Image point grounding data:
------

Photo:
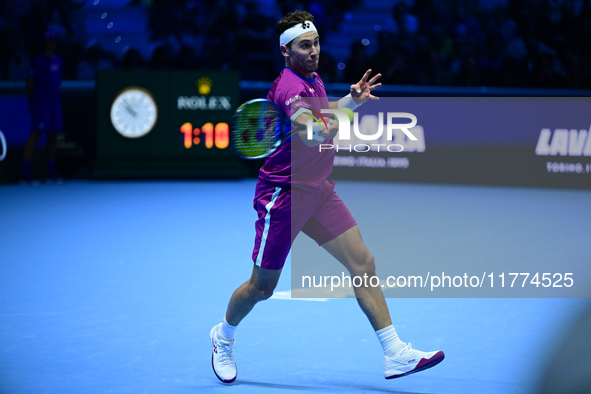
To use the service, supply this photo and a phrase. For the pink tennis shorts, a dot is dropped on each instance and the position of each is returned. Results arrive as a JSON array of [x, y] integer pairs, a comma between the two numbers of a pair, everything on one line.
[[283, 213]]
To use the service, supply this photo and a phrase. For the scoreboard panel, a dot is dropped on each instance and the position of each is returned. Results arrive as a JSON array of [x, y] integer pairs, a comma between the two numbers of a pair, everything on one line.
[[166, 123]]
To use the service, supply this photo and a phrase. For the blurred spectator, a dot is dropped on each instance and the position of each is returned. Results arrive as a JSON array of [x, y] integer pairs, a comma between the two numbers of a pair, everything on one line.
[[96, 59], [161, 58], [132, 60], [43, 91], [514, 43], [357, 64]]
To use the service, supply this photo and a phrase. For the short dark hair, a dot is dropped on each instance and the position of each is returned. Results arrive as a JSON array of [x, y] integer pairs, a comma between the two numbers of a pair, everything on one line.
[[291, 20]]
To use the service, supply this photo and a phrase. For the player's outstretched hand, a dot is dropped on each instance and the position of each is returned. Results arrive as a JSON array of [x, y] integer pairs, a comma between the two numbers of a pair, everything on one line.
[[361, 91]]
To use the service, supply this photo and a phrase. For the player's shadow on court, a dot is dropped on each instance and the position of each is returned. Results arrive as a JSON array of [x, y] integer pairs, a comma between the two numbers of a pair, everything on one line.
[[318, 388]]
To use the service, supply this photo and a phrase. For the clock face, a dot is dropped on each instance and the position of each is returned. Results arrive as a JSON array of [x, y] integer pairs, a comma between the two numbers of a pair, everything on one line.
[[134, 112]]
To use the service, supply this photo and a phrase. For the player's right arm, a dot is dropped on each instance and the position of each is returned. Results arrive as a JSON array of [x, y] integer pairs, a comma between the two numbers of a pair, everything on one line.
[[328, 133]]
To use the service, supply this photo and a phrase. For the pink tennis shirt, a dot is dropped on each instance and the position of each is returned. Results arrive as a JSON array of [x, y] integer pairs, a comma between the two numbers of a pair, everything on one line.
[[294, 163]]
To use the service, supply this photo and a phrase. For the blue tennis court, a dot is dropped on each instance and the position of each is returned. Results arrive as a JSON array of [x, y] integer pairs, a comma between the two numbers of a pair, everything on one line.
[[112, 287]]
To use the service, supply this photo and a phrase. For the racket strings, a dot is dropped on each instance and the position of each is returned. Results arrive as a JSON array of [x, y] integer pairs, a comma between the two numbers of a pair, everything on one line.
[[257, 129]]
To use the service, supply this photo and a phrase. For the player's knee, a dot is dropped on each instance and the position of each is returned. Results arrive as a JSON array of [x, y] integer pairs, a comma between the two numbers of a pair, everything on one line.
[[263, 292], [365, 265]]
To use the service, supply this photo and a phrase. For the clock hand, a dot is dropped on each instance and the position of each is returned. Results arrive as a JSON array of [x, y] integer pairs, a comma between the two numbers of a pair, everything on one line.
[[130, 110]]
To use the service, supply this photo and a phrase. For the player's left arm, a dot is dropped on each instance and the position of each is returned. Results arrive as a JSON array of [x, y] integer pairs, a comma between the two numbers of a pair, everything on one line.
[[361, 91]]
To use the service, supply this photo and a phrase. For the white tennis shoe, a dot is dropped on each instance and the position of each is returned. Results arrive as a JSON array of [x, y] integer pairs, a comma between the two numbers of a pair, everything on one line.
[[222, 357], [410, 360]]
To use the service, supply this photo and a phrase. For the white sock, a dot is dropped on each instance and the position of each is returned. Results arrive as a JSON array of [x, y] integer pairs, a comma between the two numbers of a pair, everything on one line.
[[390, 341], [226, 331]]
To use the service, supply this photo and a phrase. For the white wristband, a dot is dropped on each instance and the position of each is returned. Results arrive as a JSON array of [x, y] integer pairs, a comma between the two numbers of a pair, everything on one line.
[[348, 102]]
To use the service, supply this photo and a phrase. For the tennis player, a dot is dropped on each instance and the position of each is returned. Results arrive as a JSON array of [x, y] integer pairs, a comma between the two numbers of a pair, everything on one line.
[[43, 91], [294, 177]]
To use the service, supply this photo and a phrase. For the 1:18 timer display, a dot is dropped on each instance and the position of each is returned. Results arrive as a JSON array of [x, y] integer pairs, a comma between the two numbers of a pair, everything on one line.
[[218, 135]]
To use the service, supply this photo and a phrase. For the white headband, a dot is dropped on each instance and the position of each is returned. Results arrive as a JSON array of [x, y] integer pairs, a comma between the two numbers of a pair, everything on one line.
[[295, 31]]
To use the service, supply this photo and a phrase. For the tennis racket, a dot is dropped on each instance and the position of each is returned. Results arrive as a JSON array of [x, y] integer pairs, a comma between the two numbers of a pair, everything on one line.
[[258, 128]]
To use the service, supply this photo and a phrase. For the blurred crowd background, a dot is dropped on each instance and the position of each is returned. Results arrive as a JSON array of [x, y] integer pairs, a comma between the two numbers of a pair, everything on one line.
[[497, 43]]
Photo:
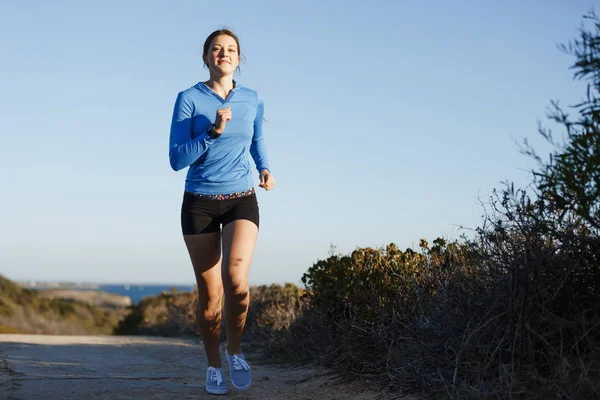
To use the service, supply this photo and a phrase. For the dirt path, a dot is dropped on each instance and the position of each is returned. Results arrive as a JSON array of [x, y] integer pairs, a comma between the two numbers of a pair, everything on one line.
[[126, 367]]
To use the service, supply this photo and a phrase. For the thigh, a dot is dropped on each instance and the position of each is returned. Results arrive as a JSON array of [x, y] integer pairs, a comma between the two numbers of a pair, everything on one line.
[[244, 208], [205, 253], [199, 215], [239, 240]]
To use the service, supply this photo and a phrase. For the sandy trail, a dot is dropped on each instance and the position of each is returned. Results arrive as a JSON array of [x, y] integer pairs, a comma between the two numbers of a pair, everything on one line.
[[132, 367]]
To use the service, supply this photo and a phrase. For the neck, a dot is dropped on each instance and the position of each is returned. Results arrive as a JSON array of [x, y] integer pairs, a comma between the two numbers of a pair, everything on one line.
[[221, 85]]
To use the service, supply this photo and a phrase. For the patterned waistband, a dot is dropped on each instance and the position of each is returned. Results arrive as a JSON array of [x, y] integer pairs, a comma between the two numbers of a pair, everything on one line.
[[229, 196]]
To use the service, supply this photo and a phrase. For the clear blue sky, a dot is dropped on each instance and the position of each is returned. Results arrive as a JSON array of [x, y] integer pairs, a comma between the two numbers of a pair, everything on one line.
[[388, 121]]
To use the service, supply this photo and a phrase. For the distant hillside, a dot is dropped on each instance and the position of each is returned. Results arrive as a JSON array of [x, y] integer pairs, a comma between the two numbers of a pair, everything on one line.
[[92, 297], [28, 311]]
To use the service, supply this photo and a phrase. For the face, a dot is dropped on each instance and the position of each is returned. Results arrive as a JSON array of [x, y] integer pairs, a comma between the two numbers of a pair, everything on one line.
[[223, 55]]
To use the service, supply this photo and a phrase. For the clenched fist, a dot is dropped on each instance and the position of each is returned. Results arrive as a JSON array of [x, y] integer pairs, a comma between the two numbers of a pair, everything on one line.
[[223, 116]]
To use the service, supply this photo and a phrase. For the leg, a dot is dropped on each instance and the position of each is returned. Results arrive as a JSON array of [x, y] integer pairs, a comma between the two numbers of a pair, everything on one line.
[[205, 253], [239, 240]]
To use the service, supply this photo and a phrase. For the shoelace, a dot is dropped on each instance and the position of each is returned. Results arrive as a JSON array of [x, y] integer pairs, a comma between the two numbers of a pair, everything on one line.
[[239, 363], [215, 375]]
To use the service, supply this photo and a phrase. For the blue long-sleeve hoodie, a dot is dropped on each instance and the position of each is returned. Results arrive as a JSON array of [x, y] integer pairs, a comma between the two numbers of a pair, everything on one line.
[[222, 165]]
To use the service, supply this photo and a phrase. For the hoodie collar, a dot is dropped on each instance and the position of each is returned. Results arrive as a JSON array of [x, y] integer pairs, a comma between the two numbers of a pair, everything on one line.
[[202, 87]]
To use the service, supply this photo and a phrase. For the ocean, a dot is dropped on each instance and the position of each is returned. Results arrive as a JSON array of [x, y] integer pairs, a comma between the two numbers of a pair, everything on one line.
[[138, 292]]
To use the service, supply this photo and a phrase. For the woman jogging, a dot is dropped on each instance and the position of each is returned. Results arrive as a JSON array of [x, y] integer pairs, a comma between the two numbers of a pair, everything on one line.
[[216, 127]]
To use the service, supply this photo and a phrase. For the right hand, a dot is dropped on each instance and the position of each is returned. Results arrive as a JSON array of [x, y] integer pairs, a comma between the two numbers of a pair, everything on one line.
[[223, 116]]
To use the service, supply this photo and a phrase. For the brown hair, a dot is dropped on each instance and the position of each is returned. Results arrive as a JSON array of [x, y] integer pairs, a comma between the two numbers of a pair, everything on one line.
[[216, 33]]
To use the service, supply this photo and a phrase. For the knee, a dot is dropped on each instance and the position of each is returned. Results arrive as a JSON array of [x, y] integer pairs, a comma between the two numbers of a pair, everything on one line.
[[209, 301]]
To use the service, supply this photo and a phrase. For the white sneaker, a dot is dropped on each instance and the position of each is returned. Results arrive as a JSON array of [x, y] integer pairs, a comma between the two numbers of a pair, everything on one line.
[[215, 381]]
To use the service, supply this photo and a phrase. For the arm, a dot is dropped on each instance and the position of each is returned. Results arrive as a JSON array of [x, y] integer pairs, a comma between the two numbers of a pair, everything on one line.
[[258, 149], [182, 150]]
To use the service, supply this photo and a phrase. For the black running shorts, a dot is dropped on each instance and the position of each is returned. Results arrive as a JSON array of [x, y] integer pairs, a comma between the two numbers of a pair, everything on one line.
[[206, 215]]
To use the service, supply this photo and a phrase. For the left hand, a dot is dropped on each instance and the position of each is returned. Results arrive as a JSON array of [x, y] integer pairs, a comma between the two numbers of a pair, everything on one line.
[[267, 181]]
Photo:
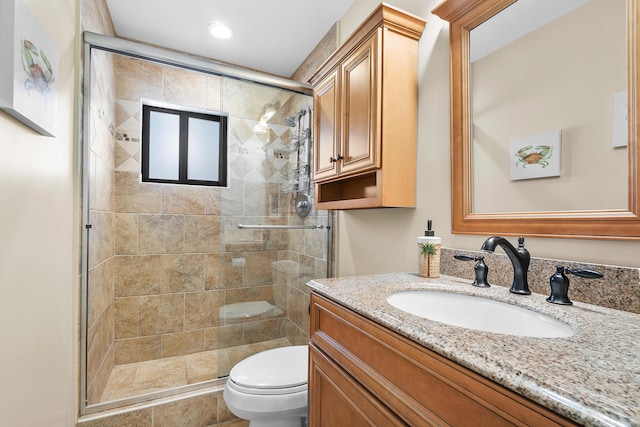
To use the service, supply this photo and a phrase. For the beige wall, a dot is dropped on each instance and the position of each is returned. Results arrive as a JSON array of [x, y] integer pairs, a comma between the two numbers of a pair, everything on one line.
[[38, 263], [372, 241], [560, 77]]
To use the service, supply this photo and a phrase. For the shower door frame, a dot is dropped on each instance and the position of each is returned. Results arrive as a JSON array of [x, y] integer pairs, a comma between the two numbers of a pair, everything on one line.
[[141, 51]]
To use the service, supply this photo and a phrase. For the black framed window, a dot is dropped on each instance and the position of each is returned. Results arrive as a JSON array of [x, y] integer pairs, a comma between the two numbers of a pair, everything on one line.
[[183, 147]]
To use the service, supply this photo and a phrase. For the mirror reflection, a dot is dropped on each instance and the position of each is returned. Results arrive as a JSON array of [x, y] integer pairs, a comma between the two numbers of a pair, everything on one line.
[[548, 94]]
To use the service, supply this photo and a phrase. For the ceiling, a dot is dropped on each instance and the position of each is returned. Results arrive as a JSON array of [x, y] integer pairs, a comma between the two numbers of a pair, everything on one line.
[[273, 36]]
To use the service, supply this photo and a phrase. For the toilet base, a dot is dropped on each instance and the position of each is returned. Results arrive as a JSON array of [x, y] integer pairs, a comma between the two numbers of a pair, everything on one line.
[[288, 422]]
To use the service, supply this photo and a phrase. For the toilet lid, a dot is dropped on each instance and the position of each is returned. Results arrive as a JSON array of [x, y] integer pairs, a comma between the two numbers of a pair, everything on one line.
[[282, 367]]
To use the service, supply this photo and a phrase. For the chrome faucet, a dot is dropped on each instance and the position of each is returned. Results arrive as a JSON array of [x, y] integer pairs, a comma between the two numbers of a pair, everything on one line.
[[520, 259]]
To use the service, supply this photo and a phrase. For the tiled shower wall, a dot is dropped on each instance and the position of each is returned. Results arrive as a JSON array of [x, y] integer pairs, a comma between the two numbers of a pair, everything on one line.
[[100, 331], [174, 254]]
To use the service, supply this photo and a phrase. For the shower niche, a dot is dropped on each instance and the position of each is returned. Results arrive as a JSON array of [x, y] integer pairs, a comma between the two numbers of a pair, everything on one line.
[[174, 290]]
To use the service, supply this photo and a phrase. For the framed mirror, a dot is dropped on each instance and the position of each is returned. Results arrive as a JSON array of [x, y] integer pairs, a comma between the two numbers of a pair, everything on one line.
[[543, 144]]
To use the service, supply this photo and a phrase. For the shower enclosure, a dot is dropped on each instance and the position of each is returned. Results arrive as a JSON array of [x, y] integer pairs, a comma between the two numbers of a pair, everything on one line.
[[181, 282]]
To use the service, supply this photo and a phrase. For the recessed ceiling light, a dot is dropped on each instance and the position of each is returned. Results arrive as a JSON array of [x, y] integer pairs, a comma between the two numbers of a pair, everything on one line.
[[220, 30]]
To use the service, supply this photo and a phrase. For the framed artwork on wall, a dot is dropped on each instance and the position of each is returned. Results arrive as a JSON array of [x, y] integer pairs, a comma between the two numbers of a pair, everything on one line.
[[535, 156], [28, 68]]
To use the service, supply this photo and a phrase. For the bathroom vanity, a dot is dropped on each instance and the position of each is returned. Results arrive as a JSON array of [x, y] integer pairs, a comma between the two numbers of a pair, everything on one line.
[[372, 363]]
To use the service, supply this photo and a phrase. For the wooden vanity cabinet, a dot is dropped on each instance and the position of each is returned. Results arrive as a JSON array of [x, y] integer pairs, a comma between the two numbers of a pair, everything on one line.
[[365, 98], [369, 375]]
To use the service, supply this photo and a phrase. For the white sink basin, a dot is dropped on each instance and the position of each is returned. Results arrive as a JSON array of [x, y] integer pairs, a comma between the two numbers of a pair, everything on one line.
[[479, 313]]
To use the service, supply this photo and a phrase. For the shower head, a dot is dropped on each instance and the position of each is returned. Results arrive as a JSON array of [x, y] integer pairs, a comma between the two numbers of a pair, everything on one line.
[[291, 121]]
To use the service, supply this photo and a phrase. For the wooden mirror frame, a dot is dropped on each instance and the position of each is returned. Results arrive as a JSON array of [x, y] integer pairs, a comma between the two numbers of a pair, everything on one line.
[[619, 224]]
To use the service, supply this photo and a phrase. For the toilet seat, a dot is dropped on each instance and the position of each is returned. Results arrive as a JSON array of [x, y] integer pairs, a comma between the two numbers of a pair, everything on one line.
[[277, 371]]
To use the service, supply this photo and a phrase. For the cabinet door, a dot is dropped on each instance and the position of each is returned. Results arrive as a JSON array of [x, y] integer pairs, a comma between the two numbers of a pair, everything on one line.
[[337, 400], [361, 75], [327, 127]]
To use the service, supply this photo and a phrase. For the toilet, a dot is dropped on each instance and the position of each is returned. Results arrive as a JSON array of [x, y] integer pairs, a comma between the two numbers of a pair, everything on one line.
[[270, 388]]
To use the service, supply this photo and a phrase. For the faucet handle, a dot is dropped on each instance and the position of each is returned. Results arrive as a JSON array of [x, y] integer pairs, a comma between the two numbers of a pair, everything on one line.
[[559, 283], [481, 270]]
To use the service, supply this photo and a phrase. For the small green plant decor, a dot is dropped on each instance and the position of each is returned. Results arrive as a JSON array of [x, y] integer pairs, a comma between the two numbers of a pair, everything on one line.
[[429, 252]]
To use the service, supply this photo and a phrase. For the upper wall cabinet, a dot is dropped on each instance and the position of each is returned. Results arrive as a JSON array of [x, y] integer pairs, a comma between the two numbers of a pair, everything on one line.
[[365, 98]]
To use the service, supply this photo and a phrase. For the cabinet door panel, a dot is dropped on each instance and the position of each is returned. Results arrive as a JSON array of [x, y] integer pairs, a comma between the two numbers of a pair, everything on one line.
[[327, 138], [337, 400], [360, 137]]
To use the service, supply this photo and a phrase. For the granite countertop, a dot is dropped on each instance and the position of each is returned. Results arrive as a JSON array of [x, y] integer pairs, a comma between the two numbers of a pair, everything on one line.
[[592, 378]]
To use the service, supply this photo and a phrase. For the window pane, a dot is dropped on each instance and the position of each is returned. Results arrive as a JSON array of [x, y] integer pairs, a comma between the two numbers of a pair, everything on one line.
[[204, 150], [164, 146]]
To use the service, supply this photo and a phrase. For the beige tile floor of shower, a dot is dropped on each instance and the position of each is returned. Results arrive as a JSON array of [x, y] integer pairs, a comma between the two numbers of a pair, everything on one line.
[[134, 379]]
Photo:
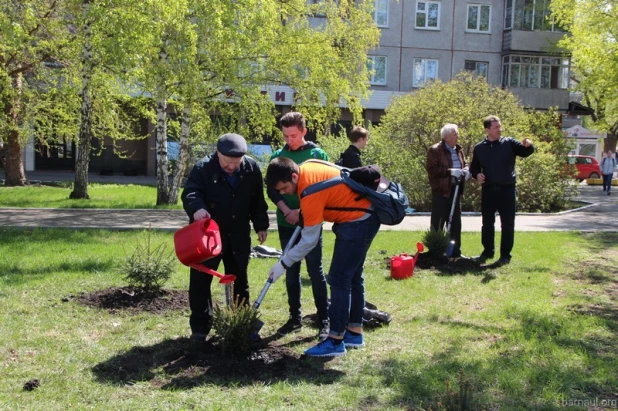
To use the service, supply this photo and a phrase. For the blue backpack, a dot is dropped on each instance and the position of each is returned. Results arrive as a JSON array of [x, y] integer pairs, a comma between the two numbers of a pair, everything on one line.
[[389, 201]]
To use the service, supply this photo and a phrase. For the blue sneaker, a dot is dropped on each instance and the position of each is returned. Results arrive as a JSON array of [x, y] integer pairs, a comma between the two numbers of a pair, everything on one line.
[[353, 341], [326, 348]]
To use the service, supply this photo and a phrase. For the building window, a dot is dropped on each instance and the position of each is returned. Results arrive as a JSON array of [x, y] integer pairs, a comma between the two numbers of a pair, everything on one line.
[[424, 71], [529, 15], [508, 14], [478, 17], [377, 67], [380, 13], [535, 72], [479, 68], [427, 15]]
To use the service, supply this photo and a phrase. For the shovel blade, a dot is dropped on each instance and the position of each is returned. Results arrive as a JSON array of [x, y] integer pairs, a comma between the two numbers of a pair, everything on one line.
[[450, 249]]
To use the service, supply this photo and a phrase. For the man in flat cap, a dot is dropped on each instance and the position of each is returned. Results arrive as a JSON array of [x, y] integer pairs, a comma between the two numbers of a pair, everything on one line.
[[226, 186]]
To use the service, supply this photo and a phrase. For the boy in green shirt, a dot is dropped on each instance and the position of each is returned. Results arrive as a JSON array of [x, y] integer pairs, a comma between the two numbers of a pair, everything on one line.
[[294, 129]]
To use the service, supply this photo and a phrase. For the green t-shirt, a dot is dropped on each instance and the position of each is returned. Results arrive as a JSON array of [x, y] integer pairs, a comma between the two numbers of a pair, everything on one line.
[[306, 152]]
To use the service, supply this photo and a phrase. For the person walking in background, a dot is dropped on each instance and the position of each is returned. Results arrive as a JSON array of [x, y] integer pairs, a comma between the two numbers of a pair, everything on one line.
[[441, 158], [351, 158], [355, 226], [294, 129], [228, 187], [493, 165], [608, 164]]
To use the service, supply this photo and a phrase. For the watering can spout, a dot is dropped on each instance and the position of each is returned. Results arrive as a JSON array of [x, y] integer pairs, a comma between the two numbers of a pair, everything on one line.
[[198, 242]]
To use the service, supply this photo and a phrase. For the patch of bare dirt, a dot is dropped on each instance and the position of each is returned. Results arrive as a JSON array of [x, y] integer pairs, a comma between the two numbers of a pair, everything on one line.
[[448, 266], [134, 300], [184, 364]]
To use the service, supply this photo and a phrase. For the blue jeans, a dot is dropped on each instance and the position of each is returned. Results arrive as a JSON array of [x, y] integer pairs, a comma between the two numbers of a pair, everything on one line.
[[607, 182], [347, 288], [316, 274], [503, 200]]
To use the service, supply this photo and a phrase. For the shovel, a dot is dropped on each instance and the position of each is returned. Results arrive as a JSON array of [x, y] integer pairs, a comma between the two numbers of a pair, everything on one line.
[[259, 324], [451, 245]]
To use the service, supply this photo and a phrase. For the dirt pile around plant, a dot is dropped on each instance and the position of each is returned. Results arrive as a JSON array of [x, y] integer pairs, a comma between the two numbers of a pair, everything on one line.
[[445, 265], [183, 364]]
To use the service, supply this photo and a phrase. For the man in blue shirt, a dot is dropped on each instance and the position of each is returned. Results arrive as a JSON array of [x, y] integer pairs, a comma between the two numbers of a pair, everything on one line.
[[493, 165]]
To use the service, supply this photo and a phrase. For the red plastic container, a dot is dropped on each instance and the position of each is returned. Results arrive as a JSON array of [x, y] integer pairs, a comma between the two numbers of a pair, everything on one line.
[[198, 242], [402, 266]]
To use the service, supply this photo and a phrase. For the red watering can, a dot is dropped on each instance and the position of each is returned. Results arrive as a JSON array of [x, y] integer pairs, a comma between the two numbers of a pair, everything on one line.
[[198, 242], [402, 265]]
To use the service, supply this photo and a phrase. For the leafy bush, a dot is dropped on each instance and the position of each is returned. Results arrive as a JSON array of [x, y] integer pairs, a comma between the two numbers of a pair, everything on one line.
[[436, 242], [149, 267], [412, 124], [235, 325]]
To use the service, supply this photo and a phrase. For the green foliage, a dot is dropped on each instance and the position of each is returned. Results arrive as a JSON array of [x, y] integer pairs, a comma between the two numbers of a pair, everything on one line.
[[436, 242], [412, 124], [149, 266], [594, 55], [234, 325]]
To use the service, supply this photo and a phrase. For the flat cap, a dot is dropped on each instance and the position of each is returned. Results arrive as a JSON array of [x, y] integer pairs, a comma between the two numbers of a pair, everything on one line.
[[232, 145]]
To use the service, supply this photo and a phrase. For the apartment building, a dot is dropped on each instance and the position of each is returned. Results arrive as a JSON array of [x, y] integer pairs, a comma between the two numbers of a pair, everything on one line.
[[510, 42]]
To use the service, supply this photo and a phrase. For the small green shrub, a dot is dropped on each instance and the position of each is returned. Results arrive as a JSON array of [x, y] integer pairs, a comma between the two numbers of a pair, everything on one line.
[[149, 267], [436, 241], [235, 325]]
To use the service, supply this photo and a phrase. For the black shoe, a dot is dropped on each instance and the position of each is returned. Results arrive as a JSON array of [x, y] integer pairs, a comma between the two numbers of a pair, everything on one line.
[[482, 258], [293, 324], [324, 330], [503, 261], [198, 337]]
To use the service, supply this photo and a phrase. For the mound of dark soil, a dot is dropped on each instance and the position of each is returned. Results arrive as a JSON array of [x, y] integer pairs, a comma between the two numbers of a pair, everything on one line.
[[135, 300], [446, 265]]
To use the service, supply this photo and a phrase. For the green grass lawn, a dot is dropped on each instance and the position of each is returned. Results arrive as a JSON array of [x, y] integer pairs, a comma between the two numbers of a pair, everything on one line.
[[539, 333], [131, 196]]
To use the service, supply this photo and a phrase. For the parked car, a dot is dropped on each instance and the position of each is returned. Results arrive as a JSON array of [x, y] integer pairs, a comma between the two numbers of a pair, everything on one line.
[[586, 166]]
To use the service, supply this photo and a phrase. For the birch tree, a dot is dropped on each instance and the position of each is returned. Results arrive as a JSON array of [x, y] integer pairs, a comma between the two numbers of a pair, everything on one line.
[[32, 32], [221, 56]]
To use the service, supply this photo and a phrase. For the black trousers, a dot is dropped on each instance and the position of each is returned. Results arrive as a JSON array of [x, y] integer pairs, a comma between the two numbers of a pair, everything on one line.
[[440, 211], [503, 200], [200, 297]]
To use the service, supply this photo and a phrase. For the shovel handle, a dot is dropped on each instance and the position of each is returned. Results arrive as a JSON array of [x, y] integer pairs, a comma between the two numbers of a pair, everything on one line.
[[223, 278], [269, 282], [258, 302]]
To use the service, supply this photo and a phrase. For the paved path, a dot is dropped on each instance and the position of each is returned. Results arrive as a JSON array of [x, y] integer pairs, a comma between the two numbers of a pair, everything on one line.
[[600, 214]]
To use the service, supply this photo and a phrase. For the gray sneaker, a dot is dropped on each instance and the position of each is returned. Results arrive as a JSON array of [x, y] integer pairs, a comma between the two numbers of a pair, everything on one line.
[[293, 325]]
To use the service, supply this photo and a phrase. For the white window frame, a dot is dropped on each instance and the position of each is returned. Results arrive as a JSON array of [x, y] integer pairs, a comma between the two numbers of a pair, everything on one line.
[[371, 65], [426, 13], [376, 8], [535, 72], [476, 67], [419, 83], [478, 8]]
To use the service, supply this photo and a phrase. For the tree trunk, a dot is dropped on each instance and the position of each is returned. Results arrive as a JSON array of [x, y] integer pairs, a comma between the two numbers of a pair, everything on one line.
[[13, 164], [80, 189], [183, 155], [162, 177]]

------

• [GOAL OF THE EXERCISE]:
Output the line containing "For the gray" and every line after it through the final line of the records above, exactly as written and nothing else.

• [WRITTEN RESPONSE]:
To use the service, supply this photo and a phrase. For the gray sneaker, a dot is dropped on each instance and the position of each is returned. Results arrive as a JSON array of [x, y] integer pairs, a comma between the two numbers of a pair, everything on one line.
[[293, 325]]
To use the service, supply this photo and a phrase. For the white window frame, a dot is dropped on each instance and the position of each is returned. Results arrive as a JSON array of [x, y] integer pairs, a comma between the two numbers of a pair, everything on one line.
[[371, 65], [426, 13], [376, 8], [535, 72], [476, 67], [419, 83], [478, 8]]
To use the service, supply this photo and a phrase. For the tree trunk, a dot is dropped on each instance and the position of each is returned. Results arrive as a JSON array of [x, y] integer pairs, a comma between the two numbers of a pair, everything on one line.
[[13, 164], [80, 189], [183, 155], [162, 177]]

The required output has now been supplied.